START PROVIDED INFORMATION
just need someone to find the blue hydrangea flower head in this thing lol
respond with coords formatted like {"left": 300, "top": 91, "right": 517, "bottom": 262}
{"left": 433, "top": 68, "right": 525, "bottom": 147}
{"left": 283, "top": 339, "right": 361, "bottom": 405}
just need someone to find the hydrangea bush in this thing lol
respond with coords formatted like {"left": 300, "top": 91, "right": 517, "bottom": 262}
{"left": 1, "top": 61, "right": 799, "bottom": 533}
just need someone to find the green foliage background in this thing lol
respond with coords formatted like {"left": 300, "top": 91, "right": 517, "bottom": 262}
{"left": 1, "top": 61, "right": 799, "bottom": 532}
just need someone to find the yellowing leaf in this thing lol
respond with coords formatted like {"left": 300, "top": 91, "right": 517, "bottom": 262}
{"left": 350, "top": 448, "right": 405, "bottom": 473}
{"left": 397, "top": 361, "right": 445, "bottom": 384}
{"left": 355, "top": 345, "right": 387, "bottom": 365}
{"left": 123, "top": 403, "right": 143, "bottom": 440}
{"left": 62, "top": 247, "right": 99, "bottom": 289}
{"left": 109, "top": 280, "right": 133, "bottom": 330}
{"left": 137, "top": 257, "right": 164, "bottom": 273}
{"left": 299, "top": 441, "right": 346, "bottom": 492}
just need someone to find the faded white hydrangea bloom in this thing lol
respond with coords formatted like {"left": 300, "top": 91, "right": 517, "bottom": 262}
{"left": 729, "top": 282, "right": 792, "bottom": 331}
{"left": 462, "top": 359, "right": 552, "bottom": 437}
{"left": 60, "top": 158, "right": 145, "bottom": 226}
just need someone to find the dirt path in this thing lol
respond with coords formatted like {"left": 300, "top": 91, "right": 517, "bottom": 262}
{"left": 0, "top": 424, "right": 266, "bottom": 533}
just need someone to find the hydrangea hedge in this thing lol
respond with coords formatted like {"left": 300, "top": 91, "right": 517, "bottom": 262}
END PROVIDED INFORMATION
**THE PROBLEM:**
Every record must be retyped so that it matches the original exactly.

**RESPONSE TO THE EXERCISE:**
just need someone to find the blue hydrangea flower head in this thing lol
respond with coords formatted like {"left": 300, "top": 91, "right": 517, "bottom": 262}
{"left": 433, "top": 68, "right": 525, "bottom": 147}
{"left": 283, "top": 339, "right": 361, "bottom": 405}
just need someone to find the hydrangea bush in this thing lol
respond with coords formatted like {"left": 300, "top": 91, "right": 517, "bottom": 262}
{"left": 1, "top": 61, "right": 799, "bottom": 533}
just need someone to find the green foliage background in this thing lol
respond with coords formatted like {"left": 300, "top": 91, "right": 517, "bottom": 262}
{"left": 1, "top": 61, "right": 799, "bottom": 532}
just need someone to find the yellowing leaf in this thing lol
respond with coords formatted like {"left": 300, "top": 91, "right": 517, "bottom": 262}
{"left": 350, "top": 448, "right": 405, "bottom": 473}
{"left": 397, "top": 361, "right": 445, "bottom": 384}
{"left": 355, "top": 345, "right": 387, "bottom": 365}
{"left": 123, "top": 403, "right": 143, "bottom": 440}
{"left": 62, "top": 247, "right": 99, "bottom": 289}
{"left": 109, "top": 280, "right": 133, "bottom": 330}
{"left": 137, "top": 257, "right": 164, "bottom": 273}
{"left": 299, "top": 441, "right": 346, "bottom": 492}
just need someone to find the faded white hydrangea bloom in this thing lol
respond with coords formatted like {"left": 300, "top": 91, "right": 517, "bottom": 262}
{"left": 729, "top": 282, "right": 792, "bottom": 331}
{"left": 462, "top": 359, "right": 552, "bottom": 437}
{"left": 60, "top": 158, "right": 145, "bottom": 226}
just need someone to find the dirt path in this thing lol
respond with coords formatted like {"left": 300, "top": 91, "right": 517, "bottom": 262}
{"left": 0, "top": 424, "right": 266, "bottom": 533}
just need someone to find the hydrangea hedge in this thing lol
respond with coords formatted like {"left": 300, "top": 91, "right": 517, "bottom": 262}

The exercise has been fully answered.